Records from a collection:
------------------------------------

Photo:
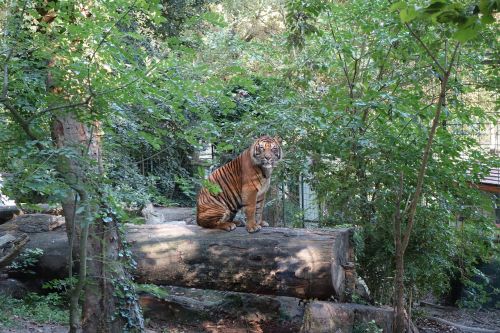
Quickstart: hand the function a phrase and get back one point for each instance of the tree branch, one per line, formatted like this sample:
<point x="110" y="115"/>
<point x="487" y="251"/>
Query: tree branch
<point x="436" y="62"/>
<point x="20" y="120"/>
<point x="427" y="152"/>
<point x="60" y="107"/>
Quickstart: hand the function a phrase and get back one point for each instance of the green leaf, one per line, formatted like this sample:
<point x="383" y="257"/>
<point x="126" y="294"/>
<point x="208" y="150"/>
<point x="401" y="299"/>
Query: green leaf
<point x="487" y="19"/>
<point x="215" y="19"/>
<point x="397" y="6"/>
<point x="408" y="14"/>
<point x="151" y="139"/>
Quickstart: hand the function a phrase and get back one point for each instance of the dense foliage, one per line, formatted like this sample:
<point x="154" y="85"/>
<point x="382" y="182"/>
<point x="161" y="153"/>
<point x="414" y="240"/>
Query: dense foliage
<point x="347" y="85"/>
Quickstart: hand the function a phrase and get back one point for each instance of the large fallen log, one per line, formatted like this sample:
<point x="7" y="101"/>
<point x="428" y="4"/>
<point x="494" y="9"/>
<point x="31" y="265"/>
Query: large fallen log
<point x="279" y="261"/>
<point x="217" y="311"/>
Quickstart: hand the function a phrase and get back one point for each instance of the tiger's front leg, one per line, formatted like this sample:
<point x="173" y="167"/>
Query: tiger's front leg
<point x="259" y="209"/>
<point x="250" y="208"/>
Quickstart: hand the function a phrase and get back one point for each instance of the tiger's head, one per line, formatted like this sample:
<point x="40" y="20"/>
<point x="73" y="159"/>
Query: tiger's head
<point x="266" y="152"/>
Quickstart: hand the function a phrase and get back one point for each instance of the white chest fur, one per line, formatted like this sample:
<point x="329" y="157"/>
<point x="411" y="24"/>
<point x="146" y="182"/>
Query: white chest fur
<point x="265" y="186"/>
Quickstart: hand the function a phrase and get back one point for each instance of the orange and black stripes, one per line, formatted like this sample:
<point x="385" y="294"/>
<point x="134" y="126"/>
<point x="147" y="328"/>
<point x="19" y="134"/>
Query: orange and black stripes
<point x="243" y="182"/>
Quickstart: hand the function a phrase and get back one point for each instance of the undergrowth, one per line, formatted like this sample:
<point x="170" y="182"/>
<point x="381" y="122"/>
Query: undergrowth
<point x="43" y="309"/>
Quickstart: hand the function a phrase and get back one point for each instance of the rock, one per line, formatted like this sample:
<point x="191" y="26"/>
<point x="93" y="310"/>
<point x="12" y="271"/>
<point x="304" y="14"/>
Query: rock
<point x="362" y="290"/>
<point x="33" y="223"/>
<point x="13" y="288"/>
<point x="158" y="215"/>
<point x="8" y="212"/>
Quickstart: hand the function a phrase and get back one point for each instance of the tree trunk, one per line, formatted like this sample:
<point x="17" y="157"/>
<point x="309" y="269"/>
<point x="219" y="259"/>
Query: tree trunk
<point x="84" y="231"/>
<point x="279" y="261"/>
<point x="214" y="310"/>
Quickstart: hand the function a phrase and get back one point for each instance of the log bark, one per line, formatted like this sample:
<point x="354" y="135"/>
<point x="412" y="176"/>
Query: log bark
<point x="325" y="317"/>
<point x="8" y="212"/>
<point x="244" y="312"/>
<point x="279" y="261"/>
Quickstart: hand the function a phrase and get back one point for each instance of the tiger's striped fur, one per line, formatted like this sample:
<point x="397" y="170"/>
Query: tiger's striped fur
<point x="244" y="182"/>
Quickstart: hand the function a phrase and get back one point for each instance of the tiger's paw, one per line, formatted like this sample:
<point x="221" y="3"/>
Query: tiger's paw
<point x="239" y="223"/>
<point x="251" y="228"/>
<point x="228" y="226"/>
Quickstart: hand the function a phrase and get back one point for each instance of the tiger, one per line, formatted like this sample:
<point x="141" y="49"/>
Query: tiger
<point x="244" y="182"/>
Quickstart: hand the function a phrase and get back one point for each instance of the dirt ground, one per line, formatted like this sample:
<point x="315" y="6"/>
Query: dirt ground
<point x="484" y="319"/>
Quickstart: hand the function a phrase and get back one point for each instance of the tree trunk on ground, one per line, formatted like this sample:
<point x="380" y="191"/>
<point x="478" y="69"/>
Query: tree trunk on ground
<point x="280" y="261"/>
<point x="214" y="310"/>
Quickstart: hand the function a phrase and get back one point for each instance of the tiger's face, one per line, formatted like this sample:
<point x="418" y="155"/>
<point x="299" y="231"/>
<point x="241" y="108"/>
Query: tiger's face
<point x="266" y="152"/>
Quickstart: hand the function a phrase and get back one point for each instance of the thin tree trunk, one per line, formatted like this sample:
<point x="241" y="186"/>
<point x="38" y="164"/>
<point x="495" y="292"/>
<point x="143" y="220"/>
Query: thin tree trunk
<point x="98" y="246"/>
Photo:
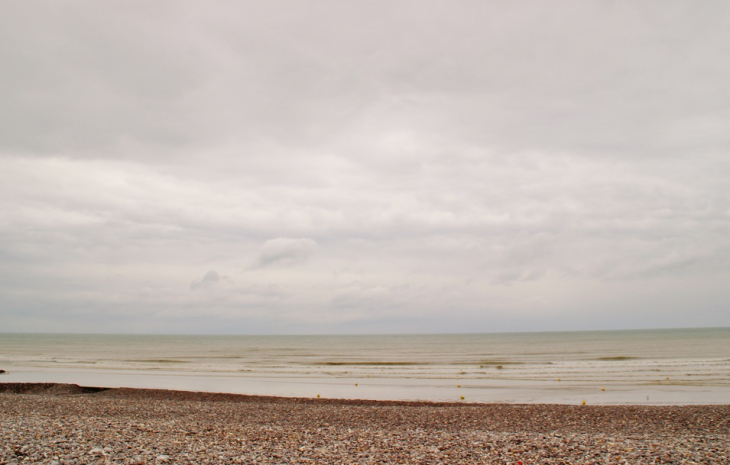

------------------------------------

Work instruction:
Make an exact copy of every entry above, but keep the pictures out of it.

Written response:
Photo:
Quickstart: hand the function a phrase and get back one point for each instance of the tree branch, one per line, formatted like this sample:
<point x="110" y="115"/>
<point x="487" y="251"/>
Query: tree branch
<point x="436" y="62"/>
<point x="20" y="120"/>
<point x="427" y="152"/>
<point x="60" y="107"/>
Quickstart: hand the function a phrase and get back one point for each instance of the green leaf, one per line, formatted like this sample:
<point x="383" y="257"/>
<point x="126" y="294"/>
<point x="208" y="150"/>
<point x="401" y="299"/>
Query: green leaf
<point x="487" y="19"/>
<point x="215" y="19"/>
<point x="397" y="6"/>
<point x="408" y="14"/>
<point x="151" y="139"/>
Quickstart: hand the function a phrase and get back one point for each instance of the dense foliage, one per line, formatted like this sample:
<point x="154" y="85"/>
<point x="382" y="182"/>
<point x="161" y="153"/>
<point x="414" y="240"/>
Query: dense foliage
<point x="347" y="85"/>
Quickstart: hand the function a phrase and get back one point for each instance of the large fallen log, one per line, formatted like this sample:
<point x="7" y="101"/>
<point x="428" y="4"/>
<point x="494" y="9"/>
<point x="31" y="265"/>
Query: large fallen log
<point x="279" y="261"/>
<point x="217" y="311"/>
Quickstart: hand the function a phrase and get back one point for each instance of the tiger's front leg, one per line, formatted like this sample:
<point x="173" y="167"/>
Query: tiger's front leg
<point x="259" y="209"/>
<point x="250" y="208"/>
Quickstart: hand the function a phrase and get back one point for each instance of the tiger's head, one per line, formatted like this sample:
<point x="40" y="20"/>
<point x="73" y="159"/>
Query: tiger's head
<point x="266" y="152"/>
Quickstart: hand the function a phrase and get back one point for each instance of the white chest fur, one per line, formatted like this sample:
<point x="329" y="157"/>
<point x="411" y="24"/>
<point x="146" y="182"/>
Query: white chest fur
<point x="265" y="186"/>
Quickstart: hand the function a phrase and get back one point for each instance of the orange and black stripes, one per line, formatted like this sample:
<point x="385" y="294"/>
<point x="134" y="126"/>
<point x="147" y="328"/>
<point x="19" y="134"/>
Query: orange and black stripes
<point x="243" y="182"/>
Quickstart: hand the function a phrase and get back one point for each instance of the undergrowth, one per line, formatted like this sample:
<point x="170" y="182"/>
<point x="381" y="122"/>
Query: undergrowth
<point x="43" y="309"/>
Quickstart: hand the function a phrase and get back one point for each instance of the rock, one per line, formatted like this sample:
<point x="191" y="26"/>
<point x="93" y="310"/>
<point x="12" y="271"/>
<point x="304" y="14"/>
Query: rock
<point x="362" y="290"/>
<point x="33" y="223"/>
<point x="13" y="288"/>
<point x="158" y="215"/>
<point x="8" y="212"/>
Quickstart: hand the function a phrase and get back one point for each instance of the tree trunk, one per line, formatted like this sample:
<point x="17" y="157"/>
<point x="309" y="269"/>
<point x="219" y="259"/>
Query: tree trunk
<point x="84" y="231"/>
<point x="279" y="261"/>
<point x="214" y="310"/>
Quickstart: hand the function a phrase and get back one point for each instance of the log bark, one per line, formatted like this sample:
<point x="354" y="135"/>
<point x="412" y="176"/>
Query: log bark
<point x="325" y="317"/>
<point x="8" y="212"/>
<point x="244" y="312"/>
<point x="279" y="261"/>
Quickstart: hand the function a phrase and get back one point for each instance of the tiger's striped fur, one per line, formatted like this sample:
<point x="397" y="170"/>
Query: tiger's striped fur
<point x="244" y="182"/>
Quickstart: hand the function a phrase and get back one point for each instance of the tiger's paw, one per line, formatted like this sample:
<point x="221" y="3"/>
Query: tiger's paw
<point x="239" y="223"/>
<point x="251" y="228"/>
<point x="228" y="226"/>
Quickstart: hand the function a phrase and get back one point for each instance of the tiger, one per line, formatted like this sample:
<point x="141" y="49"/>
Query: tiger
<point x="244" y="182"/>
Quickstart: hand the function a phrase and get back one point for each instance of the dirt ground, one per line, formatted like this sample:
<point x="315" y="6"/>
Query: dirt ground
<point x="484" y="319"/>
Quickstart: hand the function a phrase and get back one point for each instance of the tree trunk on ground, one per line, formatted like this sample:
<point x="380" y="191"/>
<point x="478" y="69"/>
Query: tree trunk on ground
<point x="280" y="261"/>
<point x="214" y="310"/>
Quickstart: hand the function a phrase and get back one point for each instance of the tiger's face, one per line, formatted like this sample:
<point x="418" y="155"/>
<point x="299" y="231"/>
<point x="241" y="108"/>
Query: tiger's face
<point x="266" y="152"/>
Quickstart: hand the function a phrase and get back one point for each instance of the thin tree trunk, one per line, formatted like this sample:
<point x="241" y="186"/>
<point x="38" y="164"/>
<point x="495" y="292"/>
<point x="143" y="220"/>
Query: thin tree trunk
<point x="98" y="246"/>
Photo:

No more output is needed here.